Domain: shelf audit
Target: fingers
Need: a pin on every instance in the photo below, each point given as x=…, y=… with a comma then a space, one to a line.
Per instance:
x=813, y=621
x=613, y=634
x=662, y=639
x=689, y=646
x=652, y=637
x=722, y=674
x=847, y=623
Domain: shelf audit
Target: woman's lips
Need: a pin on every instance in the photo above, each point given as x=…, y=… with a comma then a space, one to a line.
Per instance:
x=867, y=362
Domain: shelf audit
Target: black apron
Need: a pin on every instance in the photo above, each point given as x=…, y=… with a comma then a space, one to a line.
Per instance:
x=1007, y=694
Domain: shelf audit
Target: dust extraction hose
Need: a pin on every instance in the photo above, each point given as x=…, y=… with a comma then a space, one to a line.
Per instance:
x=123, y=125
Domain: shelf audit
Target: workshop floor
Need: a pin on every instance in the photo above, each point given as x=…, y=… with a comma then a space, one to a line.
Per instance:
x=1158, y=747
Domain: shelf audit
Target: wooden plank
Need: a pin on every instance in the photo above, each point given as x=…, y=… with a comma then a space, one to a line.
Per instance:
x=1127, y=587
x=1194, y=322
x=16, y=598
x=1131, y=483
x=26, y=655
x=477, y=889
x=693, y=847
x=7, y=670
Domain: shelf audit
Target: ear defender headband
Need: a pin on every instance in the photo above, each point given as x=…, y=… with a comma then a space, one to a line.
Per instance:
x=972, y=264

======

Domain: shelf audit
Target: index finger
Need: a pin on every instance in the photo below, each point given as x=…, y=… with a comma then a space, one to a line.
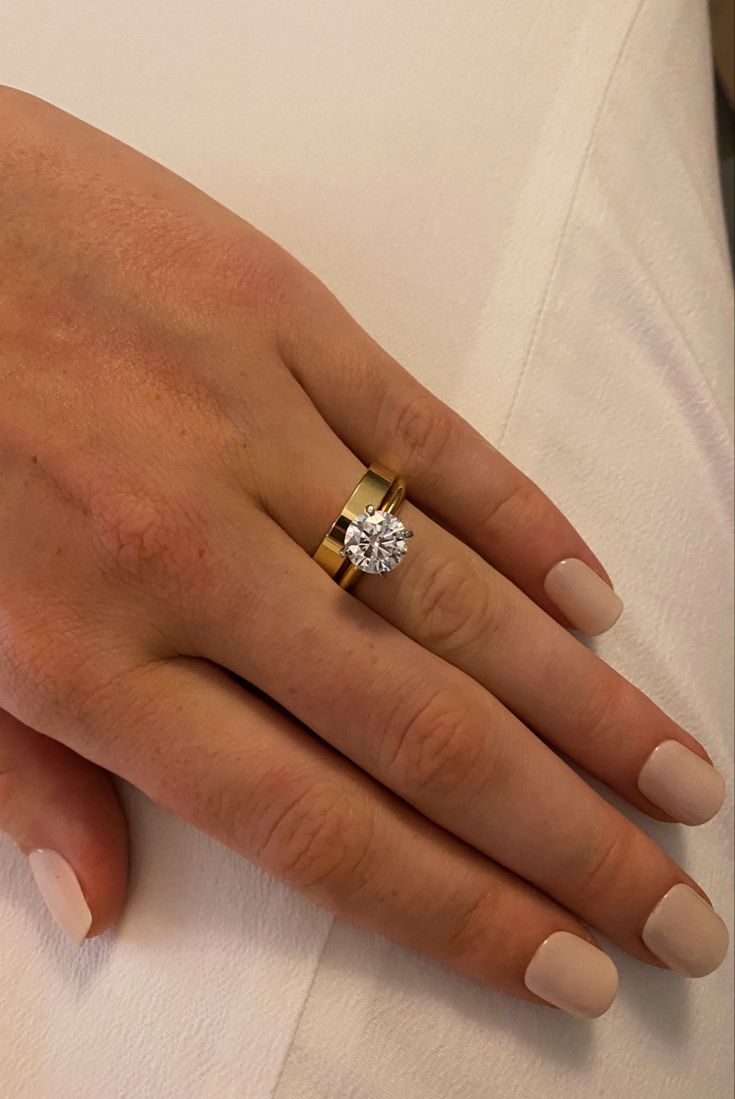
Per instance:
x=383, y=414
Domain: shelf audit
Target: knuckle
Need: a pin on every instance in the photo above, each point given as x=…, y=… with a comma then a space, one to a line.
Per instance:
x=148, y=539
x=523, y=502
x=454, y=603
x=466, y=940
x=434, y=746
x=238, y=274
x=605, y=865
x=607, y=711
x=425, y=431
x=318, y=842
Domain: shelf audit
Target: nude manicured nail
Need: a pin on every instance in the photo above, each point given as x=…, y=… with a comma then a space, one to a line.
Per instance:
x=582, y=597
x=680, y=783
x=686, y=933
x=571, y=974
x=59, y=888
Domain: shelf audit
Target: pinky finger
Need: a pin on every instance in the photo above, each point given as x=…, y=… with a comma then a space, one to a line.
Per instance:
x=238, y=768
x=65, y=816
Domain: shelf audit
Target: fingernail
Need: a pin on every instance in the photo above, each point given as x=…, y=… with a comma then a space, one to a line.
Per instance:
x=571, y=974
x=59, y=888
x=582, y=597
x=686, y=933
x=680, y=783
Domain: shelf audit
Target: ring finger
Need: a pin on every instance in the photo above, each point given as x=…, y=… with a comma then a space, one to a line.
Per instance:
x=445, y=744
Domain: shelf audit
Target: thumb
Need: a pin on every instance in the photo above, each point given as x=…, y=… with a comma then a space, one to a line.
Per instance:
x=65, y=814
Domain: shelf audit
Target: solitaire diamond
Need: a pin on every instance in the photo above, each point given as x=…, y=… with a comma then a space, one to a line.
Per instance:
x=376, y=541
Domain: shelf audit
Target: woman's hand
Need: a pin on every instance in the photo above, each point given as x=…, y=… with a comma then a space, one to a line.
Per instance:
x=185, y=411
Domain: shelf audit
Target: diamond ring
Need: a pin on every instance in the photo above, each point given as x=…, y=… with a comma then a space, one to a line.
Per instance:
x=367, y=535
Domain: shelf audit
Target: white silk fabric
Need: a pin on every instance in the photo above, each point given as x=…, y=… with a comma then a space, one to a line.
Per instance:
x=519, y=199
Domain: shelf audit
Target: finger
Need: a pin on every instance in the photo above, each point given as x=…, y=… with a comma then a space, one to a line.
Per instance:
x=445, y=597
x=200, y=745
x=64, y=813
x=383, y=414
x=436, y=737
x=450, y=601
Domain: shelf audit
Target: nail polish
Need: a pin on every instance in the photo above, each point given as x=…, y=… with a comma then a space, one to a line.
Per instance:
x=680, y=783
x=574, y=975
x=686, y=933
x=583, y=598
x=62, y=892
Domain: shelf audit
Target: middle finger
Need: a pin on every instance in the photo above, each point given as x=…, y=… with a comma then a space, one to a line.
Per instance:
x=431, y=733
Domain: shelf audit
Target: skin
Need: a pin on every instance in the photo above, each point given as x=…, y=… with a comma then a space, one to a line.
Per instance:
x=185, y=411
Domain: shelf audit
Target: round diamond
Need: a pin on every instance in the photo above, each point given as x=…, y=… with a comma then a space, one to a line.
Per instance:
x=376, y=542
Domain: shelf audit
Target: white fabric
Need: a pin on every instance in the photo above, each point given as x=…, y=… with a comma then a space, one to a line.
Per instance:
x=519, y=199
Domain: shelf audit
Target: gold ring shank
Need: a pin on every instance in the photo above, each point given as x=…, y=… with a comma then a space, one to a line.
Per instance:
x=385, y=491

======

Aim of the exercise
List every line of the records that contains the word "fabric", copying each line in full.

Full output
Target: white silk fabric
Target: white fabric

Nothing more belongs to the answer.